Task list.
(1) In the Similarity Library description, which library does the Similarity Library extend?
(2) Carry on the Similarity Library description, starting right after its final sentence.

Given text.
The Similarity Library aims at providing developers with a library for assessing similarity both between words and sentences. This library in an extension of the JWSL (Java WordNet Similarity Library). In the current implementation, there are two categories of similarity measures between words:
- measures exploiting ontologies such as WordNet, MeSH or the Gene Ontology
- measures exploiting search engines.
In the future we aim at integrating measures exploiting Wikipedia. If anyone wants to contribute on this, s/he is welcome to participate. Moreover, also measures based on concept glosses have to be integrated.

Source material.
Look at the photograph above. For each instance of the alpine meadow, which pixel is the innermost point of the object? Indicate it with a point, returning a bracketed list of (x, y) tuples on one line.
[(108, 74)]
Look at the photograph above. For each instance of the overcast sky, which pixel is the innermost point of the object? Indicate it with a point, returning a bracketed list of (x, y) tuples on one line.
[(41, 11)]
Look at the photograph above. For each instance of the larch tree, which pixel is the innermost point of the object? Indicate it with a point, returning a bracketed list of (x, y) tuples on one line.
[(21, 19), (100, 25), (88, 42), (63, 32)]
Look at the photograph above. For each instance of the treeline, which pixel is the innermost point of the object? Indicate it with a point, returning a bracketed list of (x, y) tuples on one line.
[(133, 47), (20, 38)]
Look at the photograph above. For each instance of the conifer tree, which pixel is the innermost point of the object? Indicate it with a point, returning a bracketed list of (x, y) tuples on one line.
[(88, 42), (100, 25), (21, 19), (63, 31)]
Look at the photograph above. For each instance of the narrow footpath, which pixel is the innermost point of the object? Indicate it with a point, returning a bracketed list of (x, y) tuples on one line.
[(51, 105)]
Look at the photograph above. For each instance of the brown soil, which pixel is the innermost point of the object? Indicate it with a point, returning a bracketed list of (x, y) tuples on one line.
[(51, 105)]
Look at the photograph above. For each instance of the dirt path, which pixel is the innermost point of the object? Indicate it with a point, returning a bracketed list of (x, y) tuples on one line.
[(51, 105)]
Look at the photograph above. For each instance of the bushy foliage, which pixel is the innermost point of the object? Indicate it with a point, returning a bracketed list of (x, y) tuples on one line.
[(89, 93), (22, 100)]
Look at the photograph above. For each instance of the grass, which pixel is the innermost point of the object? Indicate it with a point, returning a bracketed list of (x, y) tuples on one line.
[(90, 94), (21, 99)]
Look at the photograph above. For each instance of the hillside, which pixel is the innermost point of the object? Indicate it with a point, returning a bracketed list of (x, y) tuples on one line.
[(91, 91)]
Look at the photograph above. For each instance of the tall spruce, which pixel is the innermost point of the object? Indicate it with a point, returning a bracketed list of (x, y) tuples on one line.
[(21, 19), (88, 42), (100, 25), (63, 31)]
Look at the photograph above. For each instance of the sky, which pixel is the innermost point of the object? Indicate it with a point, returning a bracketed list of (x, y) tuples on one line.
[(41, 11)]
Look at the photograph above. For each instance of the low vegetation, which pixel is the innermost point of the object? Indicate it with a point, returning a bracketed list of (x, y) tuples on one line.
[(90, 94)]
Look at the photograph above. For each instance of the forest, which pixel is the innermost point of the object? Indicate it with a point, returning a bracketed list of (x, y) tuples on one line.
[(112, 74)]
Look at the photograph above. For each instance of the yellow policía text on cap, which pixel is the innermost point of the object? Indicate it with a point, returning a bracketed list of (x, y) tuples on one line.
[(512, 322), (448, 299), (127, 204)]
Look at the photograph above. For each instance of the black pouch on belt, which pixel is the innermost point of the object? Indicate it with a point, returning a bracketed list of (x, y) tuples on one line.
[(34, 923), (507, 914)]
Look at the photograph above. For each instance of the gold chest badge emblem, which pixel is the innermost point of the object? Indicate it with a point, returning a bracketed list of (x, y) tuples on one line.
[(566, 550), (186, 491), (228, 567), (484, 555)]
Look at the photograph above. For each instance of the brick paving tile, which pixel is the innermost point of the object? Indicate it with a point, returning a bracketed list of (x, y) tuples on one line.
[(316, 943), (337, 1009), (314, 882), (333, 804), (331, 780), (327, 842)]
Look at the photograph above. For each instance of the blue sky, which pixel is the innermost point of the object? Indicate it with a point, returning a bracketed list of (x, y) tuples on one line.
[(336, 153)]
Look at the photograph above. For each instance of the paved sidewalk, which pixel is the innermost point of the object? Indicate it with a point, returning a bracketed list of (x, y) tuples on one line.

Results of the exercise.
(1) It extends the JWSL (Java WordNet Similarity Library).

(2)
As for WordNet, Mesh and the Gene ontology, the library implements the following measures:
- Rada et. al
- Wu & Palmer
- Leacock & Chodorow
- Li et. al
Information Content based:
- Jiang & Conrad
Features and Information Content based:
- Pirrò & Seco
A note about Information Content
The last two categories of measures exploit the intrinsic information content (Seco et al., ECAI 2004), which enables to obtain information content values directly from the ontology structure. Moreover, another formulation of information content, called extended information content (Pirrò & Euzenat, ISWC 2010) taking into account relations beyond specializations, is also implemented.
As for sentence similarity, an approach inspired by the maximum weighted matching problem in a bipartite graph is implemented. It consists in comparing all the words in two sentences to find their best coupling. This approach can exploit whatever similarity measures between words implemented.